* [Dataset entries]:
------------------------------------------------
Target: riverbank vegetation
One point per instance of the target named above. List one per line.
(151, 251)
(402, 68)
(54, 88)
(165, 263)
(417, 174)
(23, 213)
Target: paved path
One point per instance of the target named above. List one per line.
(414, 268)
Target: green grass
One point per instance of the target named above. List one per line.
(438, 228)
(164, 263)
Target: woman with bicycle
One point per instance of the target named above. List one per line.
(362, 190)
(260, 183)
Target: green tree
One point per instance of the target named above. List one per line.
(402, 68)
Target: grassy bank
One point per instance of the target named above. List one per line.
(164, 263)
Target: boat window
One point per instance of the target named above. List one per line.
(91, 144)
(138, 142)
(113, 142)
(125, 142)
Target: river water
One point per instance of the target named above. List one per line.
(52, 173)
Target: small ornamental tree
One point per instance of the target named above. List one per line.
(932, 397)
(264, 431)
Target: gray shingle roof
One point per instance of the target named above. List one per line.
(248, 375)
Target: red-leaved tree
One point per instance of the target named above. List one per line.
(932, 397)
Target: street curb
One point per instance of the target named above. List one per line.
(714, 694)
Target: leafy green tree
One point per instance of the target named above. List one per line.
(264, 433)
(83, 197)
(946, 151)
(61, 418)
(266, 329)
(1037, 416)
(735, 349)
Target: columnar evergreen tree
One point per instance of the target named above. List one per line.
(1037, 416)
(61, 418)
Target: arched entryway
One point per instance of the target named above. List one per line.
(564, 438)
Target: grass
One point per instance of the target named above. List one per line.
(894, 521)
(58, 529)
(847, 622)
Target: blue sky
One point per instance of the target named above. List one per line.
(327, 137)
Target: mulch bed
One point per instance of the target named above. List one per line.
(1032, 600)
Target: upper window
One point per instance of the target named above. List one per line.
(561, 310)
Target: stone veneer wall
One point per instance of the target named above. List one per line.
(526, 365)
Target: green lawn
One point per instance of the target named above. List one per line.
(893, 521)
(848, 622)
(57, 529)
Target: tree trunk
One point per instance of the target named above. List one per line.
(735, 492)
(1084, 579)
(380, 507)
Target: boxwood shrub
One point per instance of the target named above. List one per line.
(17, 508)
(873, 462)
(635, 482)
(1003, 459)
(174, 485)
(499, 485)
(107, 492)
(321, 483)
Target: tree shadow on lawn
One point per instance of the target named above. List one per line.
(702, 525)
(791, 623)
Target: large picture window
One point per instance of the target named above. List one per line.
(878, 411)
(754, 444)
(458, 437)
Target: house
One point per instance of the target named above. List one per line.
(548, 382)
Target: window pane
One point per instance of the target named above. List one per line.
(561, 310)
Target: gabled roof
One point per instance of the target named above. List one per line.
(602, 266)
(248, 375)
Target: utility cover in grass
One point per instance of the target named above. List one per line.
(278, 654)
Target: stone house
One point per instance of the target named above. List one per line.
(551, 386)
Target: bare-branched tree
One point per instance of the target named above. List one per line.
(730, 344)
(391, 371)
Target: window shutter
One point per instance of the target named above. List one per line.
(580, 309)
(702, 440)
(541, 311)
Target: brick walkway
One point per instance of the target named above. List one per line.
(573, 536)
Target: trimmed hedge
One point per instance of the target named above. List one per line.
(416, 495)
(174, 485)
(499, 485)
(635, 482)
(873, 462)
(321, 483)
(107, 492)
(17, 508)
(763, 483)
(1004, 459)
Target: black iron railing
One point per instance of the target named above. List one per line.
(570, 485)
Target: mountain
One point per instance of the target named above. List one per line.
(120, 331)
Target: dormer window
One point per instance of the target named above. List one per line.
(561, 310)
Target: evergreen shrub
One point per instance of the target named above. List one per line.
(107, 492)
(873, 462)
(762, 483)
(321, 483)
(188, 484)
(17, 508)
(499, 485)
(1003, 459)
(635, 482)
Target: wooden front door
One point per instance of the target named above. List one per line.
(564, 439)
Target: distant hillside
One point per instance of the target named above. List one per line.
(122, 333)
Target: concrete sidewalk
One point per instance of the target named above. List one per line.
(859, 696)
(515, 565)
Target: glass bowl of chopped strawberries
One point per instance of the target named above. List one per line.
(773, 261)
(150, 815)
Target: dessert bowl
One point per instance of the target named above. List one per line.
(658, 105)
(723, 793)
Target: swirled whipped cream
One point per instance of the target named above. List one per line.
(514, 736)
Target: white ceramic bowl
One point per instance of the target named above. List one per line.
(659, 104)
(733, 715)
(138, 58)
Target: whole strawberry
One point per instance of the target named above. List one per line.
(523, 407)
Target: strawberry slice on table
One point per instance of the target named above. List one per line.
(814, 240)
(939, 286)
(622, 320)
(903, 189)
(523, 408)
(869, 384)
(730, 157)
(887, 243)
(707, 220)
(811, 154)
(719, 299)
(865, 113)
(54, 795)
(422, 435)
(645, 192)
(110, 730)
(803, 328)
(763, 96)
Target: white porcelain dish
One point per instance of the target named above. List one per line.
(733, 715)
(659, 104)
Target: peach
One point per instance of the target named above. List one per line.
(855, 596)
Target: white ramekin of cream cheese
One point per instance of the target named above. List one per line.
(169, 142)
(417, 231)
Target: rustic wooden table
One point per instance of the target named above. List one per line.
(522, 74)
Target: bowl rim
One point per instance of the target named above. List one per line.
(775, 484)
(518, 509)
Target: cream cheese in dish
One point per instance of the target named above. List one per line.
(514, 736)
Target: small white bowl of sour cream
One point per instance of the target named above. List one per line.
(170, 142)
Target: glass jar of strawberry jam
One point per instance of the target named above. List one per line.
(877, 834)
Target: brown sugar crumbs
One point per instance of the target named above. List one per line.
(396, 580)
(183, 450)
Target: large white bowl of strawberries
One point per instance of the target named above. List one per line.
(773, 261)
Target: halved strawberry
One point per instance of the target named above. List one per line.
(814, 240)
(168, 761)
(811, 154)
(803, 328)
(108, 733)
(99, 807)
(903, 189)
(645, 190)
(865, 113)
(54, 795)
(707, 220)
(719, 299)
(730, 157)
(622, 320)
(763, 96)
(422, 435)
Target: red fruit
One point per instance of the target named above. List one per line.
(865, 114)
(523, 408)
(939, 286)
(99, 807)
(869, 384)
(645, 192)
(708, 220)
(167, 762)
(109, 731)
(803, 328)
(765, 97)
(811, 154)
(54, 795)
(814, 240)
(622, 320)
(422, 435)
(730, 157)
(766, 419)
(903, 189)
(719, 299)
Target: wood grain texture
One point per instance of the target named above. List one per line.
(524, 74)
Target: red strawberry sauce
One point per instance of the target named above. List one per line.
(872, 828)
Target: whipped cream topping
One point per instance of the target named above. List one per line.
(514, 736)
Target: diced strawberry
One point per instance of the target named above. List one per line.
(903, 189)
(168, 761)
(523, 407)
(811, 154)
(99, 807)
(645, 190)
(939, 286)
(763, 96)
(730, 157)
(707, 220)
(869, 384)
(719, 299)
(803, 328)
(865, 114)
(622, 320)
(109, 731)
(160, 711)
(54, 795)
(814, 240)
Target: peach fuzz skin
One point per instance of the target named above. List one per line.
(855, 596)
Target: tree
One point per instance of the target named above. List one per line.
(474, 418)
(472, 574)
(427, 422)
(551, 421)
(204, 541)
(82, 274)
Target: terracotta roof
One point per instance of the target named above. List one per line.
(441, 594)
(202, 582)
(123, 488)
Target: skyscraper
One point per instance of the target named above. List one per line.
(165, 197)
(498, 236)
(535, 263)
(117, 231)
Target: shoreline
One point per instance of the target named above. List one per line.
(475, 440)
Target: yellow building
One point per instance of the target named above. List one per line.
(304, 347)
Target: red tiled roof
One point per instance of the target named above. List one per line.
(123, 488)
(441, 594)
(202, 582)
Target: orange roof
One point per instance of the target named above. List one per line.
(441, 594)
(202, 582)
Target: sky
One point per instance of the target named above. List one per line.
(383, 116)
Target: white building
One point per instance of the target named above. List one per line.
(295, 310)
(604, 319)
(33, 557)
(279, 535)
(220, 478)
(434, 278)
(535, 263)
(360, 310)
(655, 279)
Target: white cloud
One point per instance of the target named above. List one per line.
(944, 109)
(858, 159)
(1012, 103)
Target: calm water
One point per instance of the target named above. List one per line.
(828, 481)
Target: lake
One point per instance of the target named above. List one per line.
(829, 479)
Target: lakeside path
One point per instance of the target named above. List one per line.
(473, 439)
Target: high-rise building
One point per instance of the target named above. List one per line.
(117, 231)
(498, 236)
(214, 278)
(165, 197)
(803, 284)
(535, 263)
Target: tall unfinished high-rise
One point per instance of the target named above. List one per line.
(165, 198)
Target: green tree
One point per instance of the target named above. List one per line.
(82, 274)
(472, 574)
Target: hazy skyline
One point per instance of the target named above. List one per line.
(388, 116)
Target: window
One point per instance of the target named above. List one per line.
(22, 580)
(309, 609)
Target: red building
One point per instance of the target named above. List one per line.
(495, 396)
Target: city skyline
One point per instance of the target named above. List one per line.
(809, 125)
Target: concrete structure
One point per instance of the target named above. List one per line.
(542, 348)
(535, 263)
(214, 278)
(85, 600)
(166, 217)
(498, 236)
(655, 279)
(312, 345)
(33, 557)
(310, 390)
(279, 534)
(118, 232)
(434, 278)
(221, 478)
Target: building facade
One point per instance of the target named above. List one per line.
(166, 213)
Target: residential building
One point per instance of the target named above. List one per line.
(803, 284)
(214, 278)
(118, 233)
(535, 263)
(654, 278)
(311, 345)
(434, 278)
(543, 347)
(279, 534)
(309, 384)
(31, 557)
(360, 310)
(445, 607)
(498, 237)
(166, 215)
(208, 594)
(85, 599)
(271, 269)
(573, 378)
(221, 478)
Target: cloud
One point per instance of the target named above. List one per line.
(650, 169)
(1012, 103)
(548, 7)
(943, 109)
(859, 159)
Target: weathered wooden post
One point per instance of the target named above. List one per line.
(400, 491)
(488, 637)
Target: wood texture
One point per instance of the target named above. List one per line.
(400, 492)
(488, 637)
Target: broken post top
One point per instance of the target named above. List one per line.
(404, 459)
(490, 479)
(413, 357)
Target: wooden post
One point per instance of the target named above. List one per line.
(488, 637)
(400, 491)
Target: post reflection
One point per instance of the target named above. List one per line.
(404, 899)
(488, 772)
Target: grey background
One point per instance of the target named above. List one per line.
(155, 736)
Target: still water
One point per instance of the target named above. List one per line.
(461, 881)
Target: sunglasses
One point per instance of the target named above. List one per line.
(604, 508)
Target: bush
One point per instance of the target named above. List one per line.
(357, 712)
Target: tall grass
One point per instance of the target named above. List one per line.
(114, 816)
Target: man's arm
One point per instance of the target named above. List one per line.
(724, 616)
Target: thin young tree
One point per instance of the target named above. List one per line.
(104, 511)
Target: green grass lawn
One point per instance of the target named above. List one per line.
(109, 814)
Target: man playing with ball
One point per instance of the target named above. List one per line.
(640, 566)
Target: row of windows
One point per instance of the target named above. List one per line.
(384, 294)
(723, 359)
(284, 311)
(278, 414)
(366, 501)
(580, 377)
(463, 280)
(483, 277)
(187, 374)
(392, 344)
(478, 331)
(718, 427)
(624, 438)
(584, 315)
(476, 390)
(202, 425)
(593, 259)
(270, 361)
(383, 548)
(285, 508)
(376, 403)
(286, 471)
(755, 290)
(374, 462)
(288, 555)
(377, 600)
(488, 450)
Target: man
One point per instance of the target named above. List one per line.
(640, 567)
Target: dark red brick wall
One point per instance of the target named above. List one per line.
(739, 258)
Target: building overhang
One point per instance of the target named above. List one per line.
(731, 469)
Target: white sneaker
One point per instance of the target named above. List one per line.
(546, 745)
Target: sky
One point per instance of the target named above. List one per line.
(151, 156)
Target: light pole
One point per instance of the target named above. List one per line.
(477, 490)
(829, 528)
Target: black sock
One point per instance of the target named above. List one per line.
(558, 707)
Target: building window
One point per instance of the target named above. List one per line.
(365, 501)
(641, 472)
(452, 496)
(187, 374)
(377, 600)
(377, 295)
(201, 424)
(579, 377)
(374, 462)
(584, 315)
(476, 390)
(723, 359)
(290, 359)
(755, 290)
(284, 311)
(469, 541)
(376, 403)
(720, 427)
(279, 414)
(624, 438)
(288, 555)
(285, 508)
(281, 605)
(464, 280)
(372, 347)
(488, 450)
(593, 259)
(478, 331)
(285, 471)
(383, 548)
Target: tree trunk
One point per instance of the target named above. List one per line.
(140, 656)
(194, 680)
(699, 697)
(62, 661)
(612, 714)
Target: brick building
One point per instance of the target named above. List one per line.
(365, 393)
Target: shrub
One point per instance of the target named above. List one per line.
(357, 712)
------------------------------------------------
* [Problem to work on]:
Reproduce precisely, and with no line left out, each line from the top of the entries through the line that carries "Target: woman with bicycle".

* [Answer section]:
Target: riverbank vegetation
One point per instance of the target named above. List one per line.
(151, 251)
(402, 68)
(54, 88)
(165, 263)
(417, 174)
(23, 213)
Target: paved path
One point per instance of the target named above. List one per line.
(414, 268)
Target: green grass
One point per instance of the target named above. List one per line.
(438, 228)
(164, 263)
Target: woman with bicycle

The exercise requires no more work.